WHAT YOU SHOULD DO –
Return exactly the lines that run from the one containing "Target: building wall" to the end of the entries, with both ends included.

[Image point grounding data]
------------------------------------------------

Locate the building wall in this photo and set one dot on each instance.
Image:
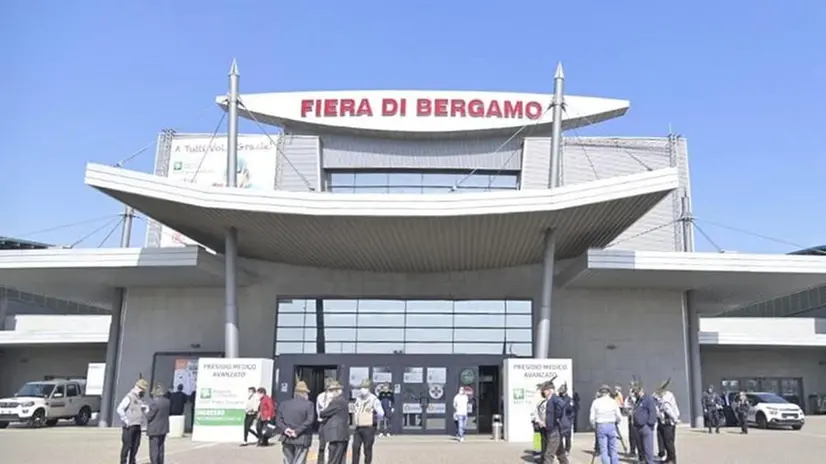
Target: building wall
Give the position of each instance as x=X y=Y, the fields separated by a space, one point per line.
x=19 y=365
x=598 y=329
x=726 y=362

------------------------------------------------

YOUR RESPONSE –
Target: building wall
Give the position of each instance as x=X y=Y, the fields separated by a space, one point per line.
x=19 y=365
x=598 y=329
x=726 y=362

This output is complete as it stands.